- **Task statement**
Give as output the line that contains "point: the jacket sleeve, center", followed by every remaining line of the entries, unchanged and with nothing added.

- **Data extract**
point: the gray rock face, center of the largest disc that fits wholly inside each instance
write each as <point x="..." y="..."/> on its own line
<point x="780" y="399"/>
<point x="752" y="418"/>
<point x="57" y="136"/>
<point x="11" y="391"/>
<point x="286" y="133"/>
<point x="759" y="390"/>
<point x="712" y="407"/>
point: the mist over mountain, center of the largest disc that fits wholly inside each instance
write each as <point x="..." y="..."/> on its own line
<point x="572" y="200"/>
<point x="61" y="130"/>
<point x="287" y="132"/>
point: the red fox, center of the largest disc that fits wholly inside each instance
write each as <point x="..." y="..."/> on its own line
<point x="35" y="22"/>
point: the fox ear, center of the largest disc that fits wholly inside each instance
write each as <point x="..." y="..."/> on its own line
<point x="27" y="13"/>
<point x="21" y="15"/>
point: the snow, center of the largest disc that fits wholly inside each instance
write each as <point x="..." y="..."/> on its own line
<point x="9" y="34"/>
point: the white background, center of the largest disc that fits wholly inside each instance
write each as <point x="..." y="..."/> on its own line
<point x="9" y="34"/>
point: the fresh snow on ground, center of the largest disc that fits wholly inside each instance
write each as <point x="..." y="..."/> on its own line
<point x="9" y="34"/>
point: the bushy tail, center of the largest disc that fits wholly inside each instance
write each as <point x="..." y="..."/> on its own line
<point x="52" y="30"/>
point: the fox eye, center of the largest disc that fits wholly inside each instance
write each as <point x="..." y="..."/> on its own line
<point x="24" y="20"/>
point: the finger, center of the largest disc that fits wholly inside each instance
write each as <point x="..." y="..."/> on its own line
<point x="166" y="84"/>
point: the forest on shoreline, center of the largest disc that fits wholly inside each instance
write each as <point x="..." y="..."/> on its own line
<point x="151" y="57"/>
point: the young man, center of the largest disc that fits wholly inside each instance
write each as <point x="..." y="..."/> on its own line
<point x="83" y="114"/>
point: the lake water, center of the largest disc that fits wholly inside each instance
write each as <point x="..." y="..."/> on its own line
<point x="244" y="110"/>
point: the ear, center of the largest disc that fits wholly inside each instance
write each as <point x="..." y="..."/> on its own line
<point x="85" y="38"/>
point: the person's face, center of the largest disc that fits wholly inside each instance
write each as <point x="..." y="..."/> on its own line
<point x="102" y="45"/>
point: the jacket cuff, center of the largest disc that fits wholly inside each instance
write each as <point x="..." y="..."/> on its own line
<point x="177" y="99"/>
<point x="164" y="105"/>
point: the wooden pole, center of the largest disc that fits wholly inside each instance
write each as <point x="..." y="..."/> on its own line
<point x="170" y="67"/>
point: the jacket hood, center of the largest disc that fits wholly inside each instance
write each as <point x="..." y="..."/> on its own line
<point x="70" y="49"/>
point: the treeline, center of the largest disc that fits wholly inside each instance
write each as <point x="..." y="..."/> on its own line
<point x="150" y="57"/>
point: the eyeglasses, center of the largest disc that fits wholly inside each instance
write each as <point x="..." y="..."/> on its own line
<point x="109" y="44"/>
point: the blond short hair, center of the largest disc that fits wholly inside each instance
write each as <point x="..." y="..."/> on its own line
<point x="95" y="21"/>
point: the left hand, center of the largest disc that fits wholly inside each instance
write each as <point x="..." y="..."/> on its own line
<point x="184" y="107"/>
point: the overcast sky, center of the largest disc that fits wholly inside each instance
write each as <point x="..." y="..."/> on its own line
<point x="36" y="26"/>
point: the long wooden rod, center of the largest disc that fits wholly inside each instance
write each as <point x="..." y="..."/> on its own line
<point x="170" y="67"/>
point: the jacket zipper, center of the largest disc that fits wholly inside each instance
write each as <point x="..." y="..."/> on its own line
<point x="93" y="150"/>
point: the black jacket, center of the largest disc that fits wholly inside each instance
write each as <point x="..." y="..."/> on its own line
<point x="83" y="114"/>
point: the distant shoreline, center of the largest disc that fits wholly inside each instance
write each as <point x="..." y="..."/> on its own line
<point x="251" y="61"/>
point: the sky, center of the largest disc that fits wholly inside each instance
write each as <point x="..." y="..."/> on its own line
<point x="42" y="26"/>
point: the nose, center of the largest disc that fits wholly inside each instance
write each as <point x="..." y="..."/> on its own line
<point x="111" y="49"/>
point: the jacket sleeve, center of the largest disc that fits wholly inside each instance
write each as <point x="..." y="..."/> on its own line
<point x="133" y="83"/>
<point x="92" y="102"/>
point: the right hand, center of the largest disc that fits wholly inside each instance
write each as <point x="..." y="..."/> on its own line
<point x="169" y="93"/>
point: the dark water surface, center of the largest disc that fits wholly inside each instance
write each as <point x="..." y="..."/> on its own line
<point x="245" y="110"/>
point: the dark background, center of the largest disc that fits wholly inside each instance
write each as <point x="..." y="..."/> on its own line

- **Full output**
point: the jacket sleeve, center of the largest disc that fits wholly inside each instance
write each as <point x="..." y="..."/> on its own line
<point x="133" y="83"/>
<point x="92" y="102"/>
point: the right hand, center of the largest disc that fits wholly inside each instance
write each as <point x="..." y="..."/> on its own line
<point x="169" y="93"/>
point: the dark water surface, center of the largest disc that fits wholly inside each instance
write each as <point x="..." y="..."/> on its own line
<point x="245" y="110"/>
point: the dark background, center of the largest disc that fits wholly inside each instance
write each as <point x="..." y="..."/> on its own line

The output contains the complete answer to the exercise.